(Annotated coordinate entries)
= = =

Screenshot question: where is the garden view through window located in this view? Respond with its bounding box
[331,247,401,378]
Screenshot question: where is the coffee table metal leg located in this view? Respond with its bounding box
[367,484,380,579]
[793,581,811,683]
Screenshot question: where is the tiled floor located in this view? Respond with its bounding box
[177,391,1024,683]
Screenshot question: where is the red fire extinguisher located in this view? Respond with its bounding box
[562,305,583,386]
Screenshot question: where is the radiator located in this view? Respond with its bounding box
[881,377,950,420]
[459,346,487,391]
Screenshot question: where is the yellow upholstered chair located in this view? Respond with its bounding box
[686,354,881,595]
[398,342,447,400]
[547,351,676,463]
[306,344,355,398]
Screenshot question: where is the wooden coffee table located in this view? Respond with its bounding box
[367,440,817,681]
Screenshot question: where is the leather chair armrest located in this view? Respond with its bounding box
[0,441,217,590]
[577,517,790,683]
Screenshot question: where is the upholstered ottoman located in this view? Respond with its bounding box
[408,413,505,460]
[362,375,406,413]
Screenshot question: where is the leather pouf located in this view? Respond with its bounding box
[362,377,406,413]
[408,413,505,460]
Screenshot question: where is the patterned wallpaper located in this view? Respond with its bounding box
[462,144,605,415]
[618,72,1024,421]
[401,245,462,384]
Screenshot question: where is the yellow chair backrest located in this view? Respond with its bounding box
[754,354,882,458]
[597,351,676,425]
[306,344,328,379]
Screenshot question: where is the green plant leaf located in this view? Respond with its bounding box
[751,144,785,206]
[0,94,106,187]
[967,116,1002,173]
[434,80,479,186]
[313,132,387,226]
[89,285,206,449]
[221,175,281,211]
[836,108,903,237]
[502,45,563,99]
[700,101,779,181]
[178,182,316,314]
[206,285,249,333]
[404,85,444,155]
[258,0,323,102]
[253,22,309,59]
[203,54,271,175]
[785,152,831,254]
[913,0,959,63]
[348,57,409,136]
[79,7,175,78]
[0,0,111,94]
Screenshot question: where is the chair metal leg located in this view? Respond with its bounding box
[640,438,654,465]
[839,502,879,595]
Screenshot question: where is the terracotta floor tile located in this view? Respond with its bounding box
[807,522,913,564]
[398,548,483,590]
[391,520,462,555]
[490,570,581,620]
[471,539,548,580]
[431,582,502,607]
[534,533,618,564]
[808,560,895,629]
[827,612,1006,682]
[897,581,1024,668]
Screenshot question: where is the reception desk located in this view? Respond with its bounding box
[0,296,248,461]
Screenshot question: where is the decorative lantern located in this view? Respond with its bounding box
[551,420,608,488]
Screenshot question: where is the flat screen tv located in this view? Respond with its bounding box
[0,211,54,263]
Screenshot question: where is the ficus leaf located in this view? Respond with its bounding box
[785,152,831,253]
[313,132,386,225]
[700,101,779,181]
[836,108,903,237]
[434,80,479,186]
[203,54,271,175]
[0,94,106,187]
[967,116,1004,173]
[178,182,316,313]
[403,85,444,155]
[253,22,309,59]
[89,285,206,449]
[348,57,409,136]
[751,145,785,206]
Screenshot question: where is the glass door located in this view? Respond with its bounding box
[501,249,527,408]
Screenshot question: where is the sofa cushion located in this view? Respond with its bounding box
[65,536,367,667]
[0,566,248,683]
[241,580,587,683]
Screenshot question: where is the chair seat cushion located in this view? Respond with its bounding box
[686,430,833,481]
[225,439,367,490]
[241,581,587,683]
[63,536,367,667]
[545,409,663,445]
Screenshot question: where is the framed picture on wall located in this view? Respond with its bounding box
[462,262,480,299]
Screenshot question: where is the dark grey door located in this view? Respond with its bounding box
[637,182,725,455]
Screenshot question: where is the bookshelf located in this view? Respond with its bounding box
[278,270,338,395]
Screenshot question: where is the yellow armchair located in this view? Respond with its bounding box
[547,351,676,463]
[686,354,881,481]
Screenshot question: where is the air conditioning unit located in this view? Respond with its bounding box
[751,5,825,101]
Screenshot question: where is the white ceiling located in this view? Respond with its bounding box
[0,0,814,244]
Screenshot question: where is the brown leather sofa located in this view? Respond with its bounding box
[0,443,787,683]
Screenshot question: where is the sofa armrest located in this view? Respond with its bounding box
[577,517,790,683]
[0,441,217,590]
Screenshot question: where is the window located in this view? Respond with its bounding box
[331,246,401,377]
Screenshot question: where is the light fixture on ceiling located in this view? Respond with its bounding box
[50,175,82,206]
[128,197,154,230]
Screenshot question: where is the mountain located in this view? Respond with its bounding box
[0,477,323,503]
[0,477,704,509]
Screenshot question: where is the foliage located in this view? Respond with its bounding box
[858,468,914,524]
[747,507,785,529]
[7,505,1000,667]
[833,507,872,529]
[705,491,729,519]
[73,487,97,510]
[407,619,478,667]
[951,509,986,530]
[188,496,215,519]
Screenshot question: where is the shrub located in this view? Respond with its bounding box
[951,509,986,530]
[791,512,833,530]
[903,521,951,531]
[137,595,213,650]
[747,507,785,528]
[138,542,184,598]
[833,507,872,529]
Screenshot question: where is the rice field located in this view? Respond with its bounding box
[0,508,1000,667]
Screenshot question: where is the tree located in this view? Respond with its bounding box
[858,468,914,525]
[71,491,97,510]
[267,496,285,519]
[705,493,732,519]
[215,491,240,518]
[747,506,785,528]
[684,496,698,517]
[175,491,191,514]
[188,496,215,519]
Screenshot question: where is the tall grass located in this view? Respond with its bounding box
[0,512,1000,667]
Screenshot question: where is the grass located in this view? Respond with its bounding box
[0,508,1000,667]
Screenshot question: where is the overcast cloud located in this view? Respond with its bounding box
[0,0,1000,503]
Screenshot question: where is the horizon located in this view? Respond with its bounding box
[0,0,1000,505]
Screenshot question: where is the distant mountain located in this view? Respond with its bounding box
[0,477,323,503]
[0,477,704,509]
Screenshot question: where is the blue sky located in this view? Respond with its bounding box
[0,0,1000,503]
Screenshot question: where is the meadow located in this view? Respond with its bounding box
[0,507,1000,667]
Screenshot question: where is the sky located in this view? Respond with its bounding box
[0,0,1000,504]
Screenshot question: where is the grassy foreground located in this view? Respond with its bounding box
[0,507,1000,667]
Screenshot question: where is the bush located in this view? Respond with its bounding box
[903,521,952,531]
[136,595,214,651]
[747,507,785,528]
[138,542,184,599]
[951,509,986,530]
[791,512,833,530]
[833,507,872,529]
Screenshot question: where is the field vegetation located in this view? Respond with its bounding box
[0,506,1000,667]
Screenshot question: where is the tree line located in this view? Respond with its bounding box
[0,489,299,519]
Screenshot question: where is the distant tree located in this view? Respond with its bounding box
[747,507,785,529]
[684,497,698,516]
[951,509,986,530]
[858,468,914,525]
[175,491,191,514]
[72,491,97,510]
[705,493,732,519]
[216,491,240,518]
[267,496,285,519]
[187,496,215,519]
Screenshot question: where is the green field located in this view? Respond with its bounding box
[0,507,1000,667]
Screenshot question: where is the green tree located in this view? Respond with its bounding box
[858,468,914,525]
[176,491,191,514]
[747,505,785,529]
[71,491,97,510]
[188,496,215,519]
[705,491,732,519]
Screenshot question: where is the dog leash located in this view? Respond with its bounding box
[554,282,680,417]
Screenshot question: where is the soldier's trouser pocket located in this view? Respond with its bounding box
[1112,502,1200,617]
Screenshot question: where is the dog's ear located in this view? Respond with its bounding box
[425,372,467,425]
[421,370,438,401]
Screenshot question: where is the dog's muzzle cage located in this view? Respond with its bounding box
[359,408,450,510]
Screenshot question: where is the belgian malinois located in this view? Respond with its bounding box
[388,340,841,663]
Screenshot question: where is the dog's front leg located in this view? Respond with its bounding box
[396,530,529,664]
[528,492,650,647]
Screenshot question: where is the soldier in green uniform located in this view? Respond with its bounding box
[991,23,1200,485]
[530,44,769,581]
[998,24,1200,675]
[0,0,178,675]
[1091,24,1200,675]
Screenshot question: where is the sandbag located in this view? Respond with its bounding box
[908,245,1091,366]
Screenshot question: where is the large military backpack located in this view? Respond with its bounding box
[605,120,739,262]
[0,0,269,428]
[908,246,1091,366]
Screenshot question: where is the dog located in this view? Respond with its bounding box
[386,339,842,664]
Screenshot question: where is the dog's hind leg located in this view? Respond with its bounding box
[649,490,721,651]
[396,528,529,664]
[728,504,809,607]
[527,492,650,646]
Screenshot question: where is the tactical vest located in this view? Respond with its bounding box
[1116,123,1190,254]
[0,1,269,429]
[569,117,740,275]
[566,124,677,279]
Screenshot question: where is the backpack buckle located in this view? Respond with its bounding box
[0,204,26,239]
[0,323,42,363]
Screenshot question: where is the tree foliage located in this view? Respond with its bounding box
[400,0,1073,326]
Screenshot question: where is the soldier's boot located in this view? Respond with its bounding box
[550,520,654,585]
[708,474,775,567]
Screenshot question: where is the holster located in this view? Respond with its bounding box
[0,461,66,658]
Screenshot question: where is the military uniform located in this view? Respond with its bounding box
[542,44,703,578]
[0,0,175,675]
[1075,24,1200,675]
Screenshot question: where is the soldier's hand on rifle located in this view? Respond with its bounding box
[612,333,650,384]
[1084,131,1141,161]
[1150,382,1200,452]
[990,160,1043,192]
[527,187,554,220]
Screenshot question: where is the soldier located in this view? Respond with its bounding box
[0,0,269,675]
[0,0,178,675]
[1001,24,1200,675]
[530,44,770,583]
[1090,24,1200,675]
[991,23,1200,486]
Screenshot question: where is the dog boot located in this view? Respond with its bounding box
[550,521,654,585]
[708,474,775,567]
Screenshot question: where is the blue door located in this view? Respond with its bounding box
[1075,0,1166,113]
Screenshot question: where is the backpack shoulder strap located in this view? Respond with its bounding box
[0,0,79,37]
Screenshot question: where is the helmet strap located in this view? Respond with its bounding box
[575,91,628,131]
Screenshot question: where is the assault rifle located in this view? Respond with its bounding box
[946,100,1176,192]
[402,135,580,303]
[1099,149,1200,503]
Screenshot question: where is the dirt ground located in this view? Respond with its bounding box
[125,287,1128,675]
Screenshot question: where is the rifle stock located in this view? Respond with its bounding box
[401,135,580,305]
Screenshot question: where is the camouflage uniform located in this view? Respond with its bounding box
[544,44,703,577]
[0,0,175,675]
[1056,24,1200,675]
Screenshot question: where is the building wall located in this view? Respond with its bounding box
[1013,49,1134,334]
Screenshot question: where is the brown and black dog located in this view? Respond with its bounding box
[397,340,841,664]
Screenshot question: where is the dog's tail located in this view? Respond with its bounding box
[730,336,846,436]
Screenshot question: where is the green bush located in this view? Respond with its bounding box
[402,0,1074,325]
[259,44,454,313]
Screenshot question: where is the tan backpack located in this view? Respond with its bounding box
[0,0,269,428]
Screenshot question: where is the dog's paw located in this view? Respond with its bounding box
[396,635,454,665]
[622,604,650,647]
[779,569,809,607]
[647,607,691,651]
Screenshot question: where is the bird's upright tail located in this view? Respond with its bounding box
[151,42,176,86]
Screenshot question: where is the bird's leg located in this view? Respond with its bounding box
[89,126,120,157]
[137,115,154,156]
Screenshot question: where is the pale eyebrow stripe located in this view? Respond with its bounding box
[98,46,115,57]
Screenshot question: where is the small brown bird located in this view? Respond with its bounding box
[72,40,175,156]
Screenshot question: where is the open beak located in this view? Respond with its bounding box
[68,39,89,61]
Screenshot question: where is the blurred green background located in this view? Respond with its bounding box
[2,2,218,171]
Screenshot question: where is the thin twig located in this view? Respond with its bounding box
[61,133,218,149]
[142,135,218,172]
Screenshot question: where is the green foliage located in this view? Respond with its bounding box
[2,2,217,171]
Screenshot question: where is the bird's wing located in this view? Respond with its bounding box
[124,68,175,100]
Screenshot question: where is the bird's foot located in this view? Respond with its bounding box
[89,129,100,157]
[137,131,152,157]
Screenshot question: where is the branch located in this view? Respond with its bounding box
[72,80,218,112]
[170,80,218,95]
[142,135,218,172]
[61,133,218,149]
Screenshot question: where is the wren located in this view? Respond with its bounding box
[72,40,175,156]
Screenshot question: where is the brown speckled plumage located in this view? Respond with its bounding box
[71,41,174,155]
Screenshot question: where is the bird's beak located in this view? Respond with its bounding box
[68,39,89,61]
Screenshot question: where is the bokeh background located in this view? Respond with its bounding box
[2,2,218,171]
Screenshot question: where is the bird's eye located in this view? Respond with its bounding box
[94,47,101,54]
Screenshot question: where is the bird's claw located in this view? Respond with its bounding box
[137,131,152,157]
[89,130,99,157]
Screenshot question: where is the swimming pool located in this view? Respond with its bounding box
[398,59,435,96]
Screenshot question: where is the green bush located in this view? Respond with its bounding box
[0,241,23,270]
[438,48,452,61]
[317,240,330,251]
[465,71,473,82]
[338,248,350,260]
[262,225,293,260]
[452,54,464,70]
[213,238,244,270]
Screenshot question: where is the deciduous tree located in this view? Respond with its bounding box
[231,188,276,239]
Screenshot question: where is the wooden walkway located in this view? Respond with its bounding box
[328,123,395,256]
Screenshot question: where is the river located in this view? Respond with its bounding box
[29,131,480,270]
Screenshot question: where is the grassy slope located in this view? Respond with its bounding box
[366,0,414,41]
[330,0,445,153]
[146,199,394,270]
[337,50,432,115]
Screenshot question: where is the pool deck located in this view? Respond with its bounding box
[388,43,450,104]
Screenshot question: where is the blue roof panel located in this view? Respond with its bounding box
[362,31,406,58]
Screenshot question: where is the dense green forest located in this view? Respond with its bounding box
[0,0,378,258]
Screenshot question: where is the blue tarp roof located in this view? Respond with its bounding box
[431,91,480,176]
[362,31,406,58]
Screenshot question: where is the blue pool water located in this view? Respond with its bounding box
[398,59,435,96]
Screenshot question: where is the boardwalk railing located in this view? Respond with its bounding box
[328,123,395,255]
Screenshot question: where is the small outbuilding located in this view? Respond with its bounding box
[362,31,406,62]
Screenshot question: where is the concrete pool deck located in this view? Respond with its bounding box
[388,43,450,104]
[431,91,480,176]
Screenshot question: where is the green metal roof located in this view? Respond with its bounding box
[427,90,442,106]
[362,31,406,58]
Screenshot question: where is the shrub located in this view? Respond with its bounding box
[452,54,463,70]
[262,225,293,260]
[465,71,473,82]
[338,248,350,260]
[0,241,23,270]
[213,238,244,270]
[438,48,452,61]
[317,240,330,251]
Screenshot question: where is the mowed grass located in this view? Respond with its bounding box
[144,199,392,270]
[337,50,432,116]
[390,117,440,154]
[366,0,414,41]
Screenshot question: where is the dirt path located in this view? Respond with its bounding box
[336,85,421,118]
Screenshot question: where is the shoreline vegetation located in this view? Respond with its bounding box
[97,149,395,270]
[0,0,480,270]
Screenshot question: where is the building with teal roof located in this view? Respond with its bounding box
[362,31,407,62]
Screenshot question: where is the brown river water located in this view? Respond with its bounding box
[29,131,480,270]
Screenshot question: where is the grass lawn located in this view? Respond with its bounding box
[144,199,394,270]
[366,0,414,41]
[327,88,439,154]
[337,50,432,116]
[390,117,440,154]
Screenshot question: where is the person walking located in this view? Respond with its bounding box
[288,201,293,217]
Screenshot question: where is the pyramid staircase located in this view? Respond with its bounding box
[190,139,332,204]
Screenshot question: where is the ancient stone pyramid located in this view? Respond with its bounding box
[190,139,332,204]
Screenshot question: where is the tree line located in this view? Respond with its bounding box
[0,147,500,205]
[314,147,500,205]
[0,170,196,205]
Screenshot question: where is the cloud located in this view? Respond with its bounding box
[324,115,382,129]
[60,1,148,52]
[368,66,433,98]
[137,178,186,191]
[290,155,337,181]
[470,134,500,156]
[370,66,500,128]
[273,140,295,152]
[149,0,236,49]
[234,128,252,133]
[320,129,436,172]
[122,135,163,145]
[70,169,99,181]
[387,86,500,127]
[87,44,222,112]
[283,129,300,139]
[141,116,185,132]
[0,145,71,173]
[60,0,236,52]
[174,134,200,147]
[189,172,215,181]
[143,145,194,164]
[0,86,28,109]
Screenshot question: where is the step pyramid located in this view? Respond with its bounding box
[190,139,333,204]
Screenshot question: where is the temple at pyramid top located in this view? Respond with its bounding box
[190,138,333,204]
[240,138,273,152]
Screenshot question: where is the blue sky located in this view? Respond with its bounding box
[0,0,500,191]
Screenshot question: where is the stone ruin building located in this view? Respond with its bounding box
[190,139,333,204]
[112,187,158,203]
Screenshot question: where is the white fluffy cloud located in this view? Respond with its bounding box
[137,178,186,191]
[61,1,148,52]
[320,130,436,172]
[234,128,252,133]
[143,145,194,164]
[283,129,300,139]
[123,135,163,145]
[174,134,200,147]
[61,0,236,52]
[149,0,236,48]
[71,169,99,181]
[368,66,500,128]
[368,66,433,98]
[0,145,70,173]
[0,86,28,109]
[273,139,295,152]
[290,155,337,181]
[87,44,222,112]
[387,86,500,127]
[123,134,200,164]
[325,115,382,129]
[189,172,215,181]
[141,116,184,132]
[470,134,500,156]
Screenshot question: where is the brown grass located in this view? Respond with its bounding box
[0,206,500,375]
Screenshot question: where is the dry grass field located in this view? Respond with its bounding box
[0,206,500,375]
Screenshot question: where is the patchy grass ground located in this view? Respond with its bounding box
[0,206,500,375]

= = =

> [Task brief] Can you render everything from the line containing "Screenshot question: where is the large" down to the line containing "[386,339,842,664]" as a two-column CSV with columns text and coordinates, one row per entry? Put each value in a single quoted field and turn its line breaks into spaces.

> [Exercise output]
text,coordinates
"Screenshot question: where is the large military backpack located in this view? Respond with its bounding box","[605,120,739,262] [0,0,269,428] [908,246,1091,366]"
"Screenshot question: where is the dog located in this view? Respond with its bounding box","[386,339,842,664]"